_Yang Diperlukan:_ Ubah bagian kutipan tentang perubahan UUD 1945 antara "Jumat, 15 April" dan "masih perlu diserasikan.", termasuk keduanya, dengan mengganti "sistematika" menjadi "struktur", lalu tuliskan hasilnya.

_Kutipan Terpilih:_
= = = = =

Jumat, 15 April 2011

Soal Perubahan UUD 1945

 Tanpa Penyerasian Akan Ciptakan Masalah
Kompas: 29 Julo 2002
Jakarta, Kompas - Tanpa proses sinkronisasi dan penyerasian sistematika, perubahan Undang-Undang Dasar (UUD) 1945 dapat menimbulkan banyak masalah di kemudian hari. Naskah perubahan UUD 1945 akan menjadi konstitusi yang sulit dipahami rakyat dan dipandang lucu oleh banyak negara karena memiliki kekacauan sistematika. Oleh karena itu, meski materi perubahan UUD 1945 disahkan di Sidang Tahunan Majelis Permusyawaratan Rakyat (ST MPR) 2002, sistematika penyusunan pasal dalam perubahan UUD 1945 masih perlu diserasikan.
Demikian pendapat Guru Besar Hukum Tata Negara dari Universitas Indonesia, Prof Dr Jimly Asshiddiqie, kepada Kompas, Sabtu (27/7).

= = = = =

_Data Tersedia:_

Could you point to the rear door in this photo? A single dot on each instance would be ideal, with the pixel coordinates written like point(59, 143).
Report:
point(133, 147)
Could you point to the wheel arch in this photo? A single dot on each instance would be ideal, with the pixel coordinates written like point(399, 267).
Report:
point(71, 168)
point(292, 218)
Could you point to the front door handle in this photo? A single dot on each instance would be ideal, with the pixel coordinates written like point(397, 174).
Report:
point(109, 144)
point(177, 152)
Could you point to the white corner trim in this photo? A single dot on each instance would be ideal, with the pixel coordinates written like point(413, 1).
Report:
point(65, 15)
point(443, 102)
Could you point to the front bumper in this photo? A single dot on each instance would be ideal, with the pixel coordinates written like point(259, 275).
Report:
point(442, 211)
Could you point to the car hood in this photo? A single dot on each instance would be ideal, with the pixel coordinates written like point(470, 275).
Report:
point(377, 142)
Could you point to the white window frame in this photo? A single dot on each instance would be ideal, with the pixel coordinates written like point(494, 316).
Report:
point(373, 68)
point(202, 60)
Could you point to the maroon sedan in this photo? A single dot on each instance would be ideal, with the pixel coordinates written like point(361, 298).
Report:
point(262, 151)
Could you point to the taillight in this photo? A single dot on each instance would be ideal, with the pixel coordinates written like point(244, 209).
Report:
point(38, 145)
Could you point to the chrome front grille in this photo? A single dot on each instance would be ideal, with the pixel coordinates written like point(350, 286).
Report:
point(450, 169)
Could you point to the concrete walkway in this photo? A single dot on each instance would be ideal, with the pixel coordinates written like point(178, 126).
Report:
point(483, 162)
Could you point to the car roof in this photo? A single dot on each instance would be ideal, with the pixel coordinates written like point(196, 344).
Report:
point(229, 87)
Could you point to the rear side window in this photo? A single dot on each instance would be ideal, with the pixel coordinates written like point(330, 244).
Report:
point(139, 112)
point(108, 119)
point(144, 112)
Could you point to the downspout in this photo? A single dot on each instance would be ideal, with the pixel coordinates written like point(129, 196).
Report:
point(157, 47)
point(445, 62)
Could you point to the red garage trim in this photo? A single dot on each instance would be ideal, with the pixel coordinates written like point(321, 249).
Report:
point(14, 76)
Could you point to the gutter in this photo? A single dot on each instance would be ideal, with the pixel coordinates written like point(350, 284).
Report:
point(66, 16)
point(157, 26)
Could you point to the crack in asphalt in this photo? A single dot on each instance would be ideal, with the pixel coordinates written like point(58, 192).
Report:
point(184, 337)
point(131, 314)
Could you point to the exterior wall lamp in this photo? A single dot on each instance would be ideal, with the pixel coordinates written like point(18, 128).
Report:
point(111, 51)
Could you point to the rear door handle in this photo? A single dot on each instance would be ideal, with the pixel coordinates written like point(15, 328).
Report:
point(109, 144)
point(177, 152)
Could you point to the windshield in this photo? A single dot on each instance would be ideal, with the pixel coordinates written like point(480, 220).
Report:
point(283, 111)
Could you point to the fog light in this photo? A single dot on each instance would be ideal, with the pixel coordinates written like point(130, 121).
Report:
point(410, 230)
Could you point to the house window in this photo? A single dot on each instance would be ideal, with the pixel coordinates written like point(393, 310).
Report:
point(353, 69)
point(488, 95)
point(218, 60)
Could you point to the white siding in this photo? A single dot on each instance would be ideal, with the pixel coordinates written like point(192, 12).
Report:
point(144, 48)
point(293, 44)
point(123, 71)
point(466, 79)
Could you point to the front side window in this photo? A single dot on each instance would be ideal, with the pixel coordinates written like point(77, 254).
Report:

= = = = =

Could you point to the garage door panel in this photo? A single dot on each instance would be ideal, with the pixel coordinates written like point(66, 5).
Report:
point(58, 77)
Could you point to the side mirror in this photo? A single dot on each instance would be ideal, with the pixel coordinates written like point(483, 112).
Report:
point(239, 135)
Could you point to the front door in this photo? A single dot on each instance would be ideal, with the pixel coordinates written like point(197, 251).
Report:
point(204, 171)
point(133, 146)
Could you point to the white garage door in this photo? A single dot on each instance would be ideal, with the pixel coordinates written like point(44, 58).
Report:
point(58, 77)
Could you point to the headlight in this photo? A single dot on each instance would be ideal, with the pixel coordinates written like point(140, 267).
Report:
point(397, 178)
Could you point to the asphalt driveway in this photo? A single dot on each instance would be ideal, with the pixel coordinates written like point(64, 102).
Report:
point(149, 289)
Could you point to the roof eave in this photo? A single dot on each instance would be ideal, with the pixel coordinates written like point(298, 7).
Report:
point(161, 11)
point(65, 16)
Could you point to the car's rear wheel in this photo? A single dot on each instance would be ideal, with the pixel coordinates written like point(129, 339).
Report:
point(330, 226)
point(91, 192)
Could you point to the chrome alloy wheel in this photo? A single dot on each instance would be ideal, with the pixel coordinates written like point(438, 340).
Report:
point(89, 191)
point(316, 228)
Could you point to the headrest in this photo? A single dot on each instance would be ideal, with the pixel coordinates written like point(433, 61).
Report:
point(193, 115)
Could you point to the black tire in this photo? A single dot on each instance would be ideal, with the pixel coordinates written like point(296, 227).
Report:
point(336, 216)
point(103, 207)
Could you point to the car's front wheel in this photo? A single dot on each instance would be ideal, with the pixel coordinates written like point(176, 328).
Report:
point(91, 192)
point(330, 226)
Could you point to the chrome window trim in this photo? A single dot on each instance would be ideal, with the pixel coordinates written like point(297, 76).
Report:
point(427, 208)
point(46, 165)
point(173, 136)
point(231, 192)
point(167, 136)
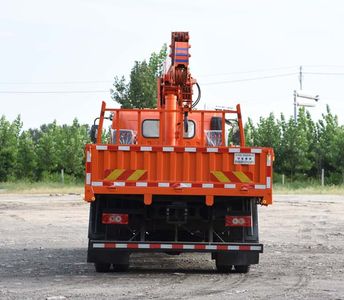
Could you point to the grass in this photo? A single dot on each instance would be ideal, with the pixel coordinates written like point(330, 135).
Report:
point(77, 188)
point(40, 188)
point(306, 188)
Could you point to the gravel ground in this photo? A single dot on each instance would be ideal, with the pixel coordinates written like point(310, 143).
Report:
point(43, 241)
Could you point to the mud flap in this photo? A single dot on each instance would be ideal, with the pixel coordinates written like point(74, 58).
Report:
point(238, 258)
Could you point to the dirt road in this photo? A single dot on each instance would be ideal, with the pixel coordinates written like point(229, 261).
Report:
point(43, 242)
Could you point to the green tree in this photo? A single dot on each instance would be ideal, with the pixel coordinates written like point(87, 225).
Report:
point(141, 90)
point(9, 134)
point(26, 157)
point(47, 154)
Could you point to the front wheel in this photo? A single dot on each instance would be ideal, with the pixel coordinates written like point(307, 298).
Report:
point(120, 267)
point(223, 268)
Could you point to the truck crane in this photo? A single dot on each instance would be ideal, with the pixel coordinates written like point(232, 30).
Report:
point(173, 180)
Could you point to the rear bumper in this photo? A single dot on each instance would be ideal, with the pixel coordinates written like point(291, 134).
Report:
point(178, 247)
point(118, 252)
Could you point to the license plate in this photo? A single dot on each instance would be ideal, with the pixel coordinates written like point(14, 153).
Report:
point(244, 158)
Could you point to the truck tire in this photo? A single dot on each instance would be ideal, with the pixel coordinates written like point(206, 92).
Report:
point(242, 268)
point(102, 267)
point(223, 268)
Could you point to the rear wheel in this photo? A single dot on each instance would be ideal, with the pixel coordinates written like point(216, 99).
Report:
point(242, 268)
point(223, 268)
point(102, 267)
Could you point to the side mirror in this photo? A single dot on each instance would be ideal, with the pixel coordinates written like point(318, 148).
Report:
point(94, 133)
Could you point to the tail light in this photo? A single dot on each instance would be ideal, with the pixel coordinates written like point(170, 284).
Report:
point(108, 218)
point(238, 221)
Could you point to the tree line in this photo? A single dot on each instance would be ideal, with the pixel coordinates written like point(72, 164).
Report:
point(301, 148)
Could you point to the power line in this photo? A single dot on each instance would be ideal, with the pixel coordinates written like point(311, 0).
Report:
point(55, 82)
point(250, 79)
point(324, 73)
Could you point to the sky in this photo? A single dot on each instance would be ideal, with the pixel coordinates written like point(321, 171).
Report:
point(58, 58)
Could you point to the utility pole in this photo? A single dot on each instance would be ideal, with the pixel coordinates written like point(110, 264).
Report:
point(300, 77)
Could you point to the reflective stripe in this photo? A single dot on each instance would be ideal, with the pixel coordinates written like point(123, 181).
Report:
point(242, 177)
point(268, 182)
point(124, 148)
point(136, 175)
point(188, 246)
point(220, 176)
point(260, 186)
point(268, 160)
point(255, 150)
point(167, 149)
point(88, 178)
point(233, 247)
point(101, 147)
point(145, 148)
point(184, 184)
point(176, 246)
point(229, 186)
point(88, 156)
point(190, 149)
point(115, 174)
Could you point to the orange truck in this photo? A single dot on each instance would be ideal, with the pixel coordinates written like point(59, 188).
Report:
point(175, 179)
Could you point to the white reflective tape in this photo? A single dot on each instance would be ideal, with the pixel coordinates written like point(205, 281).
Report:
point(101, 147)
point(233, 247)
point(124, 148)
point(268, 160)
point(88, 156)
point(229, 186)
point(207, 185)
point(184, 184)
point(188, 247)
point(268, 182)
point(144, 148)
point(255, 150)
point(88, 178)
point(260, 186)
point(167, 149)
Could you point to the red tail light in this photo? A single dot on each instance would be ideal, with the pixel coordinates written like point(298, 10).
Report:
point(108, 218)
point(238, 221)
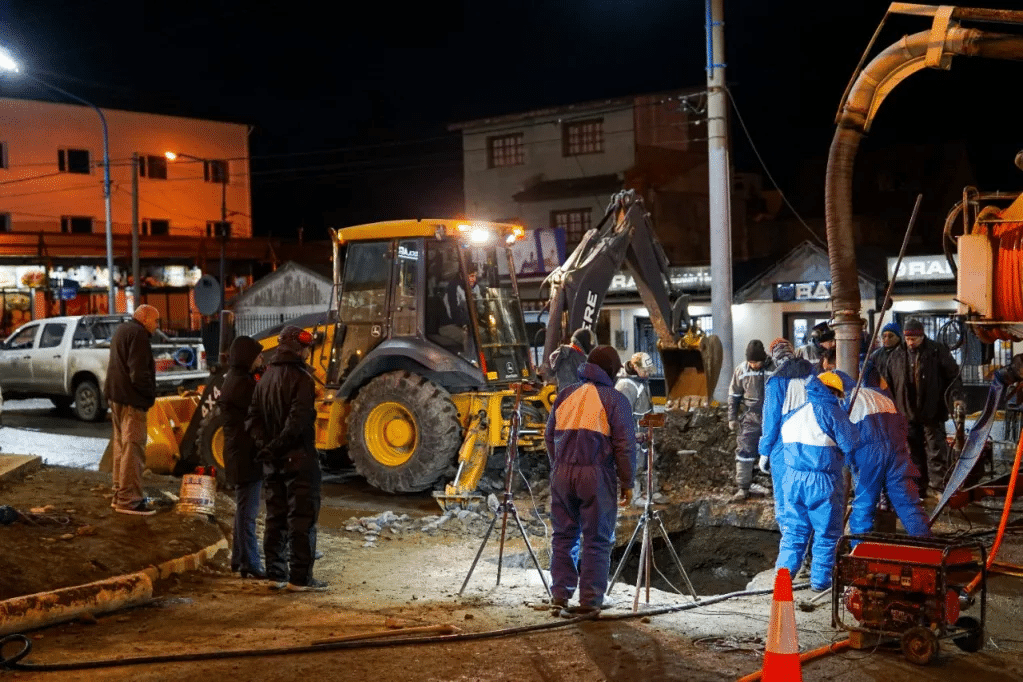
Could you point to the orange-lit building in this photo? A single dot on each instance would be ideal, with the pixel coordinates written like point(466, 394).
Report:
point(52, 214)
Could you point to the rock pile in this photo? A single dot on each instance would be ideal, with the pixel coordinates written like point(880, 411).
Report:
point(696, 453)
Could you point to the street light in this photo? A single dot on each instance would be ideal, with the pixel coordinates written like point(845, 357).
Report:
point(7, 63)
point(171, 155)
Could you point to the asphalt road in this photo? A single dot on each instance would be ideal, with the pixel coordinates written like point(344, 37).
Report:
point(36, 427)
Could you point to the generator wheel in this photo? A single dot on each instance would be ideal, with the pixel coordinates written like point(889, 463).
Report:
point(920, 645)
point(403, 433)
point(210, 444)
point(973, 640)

= = = = =

_Jawaban Tugas:_
Jumat, 15 April 2011

Soal Perubahan UUD 1945

 Tanpa Penyerasian Akan Ciptakan Masalah
Kompas: 29 Julo 2002
Jakarta, Kompas - Tanpa proses sinkronisasi dan penyerasian struktur, perubahan Undang-Undang Dasar (UUD) 1945 dapat menimbulkan banyak masalah di kemudian hari. Naskah perubahan UUD 1945 akan menjadi konstitusi yang sulit dipahami rakyat dan dipandang lucu oleh banyak negara karena memiliki kekacauan struktur. Oleh karena itu, meski materi perubahan UUD 1945 disahkan di Sidang Tahunan Majelis Permusyawaratan Rakyat (ST MPR) 2002, struktur penyusunan pasal dalam perubahan UUD 1945 masih perlu diserasikan.